»»
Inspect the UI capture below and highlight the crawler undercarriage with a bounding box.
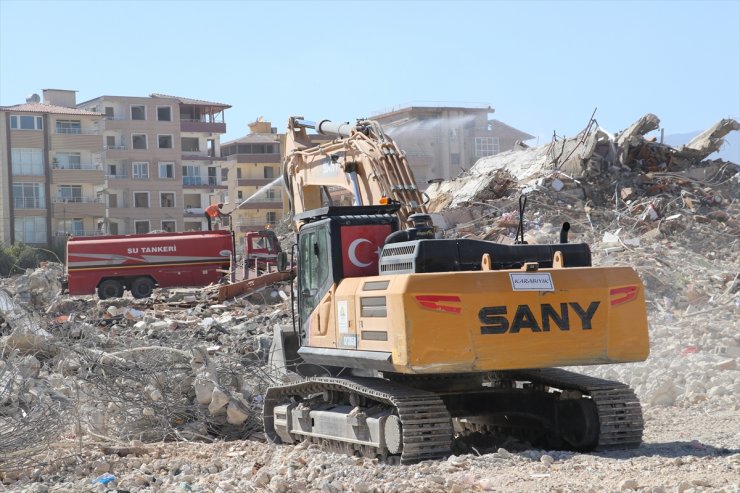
[264,369,643,464]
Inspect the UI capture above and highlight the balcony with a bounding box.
[52,197,105,218]
[51,128,101,151]
[51,163,105,185]
[182,176,228,189]
[105,173,129,180]
[54,128,100,135]
[237,219,277,233]
[230,153,281,164]
[180,118,226,134]
[182,150,226,161]
[237,197,283,210]
[13,197,46,209]
[54,229,107,236]
[236,177,277,187]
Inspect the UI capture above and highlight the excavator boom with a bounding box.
[284,117,426,227]
[264,117,649,463]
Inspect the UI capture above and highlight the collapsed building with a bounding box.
[0,114,740,480]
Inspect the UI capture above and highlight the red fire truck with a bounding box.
[64,230,235,299]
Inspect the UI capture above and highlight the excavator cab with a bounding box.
[297,206,398,340]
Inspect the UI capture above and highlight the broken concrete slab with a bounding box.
[676,118,740,162]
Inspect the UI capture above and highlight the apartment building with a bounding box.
[77,94,231,234]
[221,118,285,248]
[0,89,105,247]
[371,105,534,190]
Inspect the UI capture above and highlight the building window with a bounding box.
[14,216,46,243]
[475,137,500,157]
[182,164,201,186]
[157,135,172,149]
[131,104,146,120]
[10,148,44,176]
[181,137,200,152]
[134,192,149,209]
[159,192,175,208]
[131,134,146,149]
[159,163,175,179]
[134,221,149,235]
[57,185,82,203]
[131,163,149,180]
[59,218,85,236]
[13,183,46,209]
[157,106,172,122]
[57,120,82,134]
[53,152,82,169]
[10,115,44,130]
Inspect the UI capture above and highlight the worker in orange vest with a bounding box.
[205,204,229,231]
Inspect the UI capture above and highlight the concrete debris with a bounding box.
[427,114,740,212]
[0,110,740,492]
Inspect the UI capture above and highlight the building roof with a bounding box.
[0,103,103,116]
[221,133,280,147]
[489,120,534,140]
[149,92,231,109]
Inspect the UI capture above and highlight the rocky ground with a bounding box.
[0,120,740,493]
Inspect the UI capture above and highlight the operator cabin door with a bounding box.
[298,220,337,348]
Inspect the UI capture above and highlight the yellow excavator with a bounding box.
[263,117,649,464]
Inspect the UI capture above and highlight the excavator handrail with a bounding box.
[283,117,427,228]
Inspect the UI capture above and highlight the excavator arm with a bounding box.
[283,117,427,228]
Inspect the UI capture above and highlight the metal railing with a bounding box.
[180,118,226,123]
[54,128,100,135]
[54,229,108,236]
[237,194,283,204]
[52,197,103,204]
[13,197,46,209]
[51,163,103,170]
[182,176,221,187]
[234,219,279,227]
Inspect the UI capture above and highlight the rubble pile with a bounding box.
[429,115,740,408]
[0,274,289,467]
[0,114,740,492]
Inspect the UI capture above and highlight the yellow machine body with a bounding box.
[306,267,649,374]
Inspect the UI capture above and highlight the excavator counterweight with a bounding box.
[264,117,648,463]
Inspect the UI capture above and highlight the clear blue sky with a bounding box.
[0,0,740,150]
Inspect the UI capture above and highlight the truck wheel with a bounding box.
[131,277,154,298]
[98,279,123,300]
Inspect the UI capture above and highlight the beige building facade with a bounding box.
[221,119,285,245]
[78,94,231,234]
[0,89,230,246]
[371,106,534,190]
[0,89,104,246]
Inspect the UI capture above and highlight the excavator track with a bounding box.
[264,368,643,464]
[264,377,452,464]
[502,368,644,450]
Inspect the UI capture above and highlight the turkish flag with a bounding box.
[341,224,392,277]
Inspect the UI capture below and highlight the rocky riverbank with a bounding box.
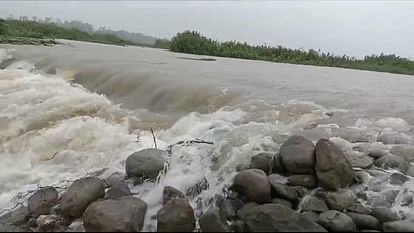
[0,37,59,46]
[0,136,414,232]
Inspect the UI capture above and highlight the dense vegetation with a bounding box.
[0,19,132,45]
[170,31,414,75]
[0,17,169,48]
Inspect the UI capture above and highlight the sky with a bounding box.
[0,0,414,58]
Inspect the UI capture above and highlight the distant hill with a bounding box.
[95,28,157,45]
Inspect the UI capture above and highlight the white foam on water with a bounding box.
««
### STATED EXERCISE
Rescale the part of the records that opens with the line containing "Inspect the UI capture above and highlight the distant" and runs through the end of the records, both ends included. Write every one of those lines again, requests included, with each bounding box coordinate in the answers multiplied by 0.65 and rounded to the nearest whole number, halves rounded up.

### SOLUTION TO THIS TASK
Inspect the UI capture above and highlight the distant hill with a bounding box.
[62,18,102,29]
Inspect the UI capture above and highlight the white foam on water with a bounding box.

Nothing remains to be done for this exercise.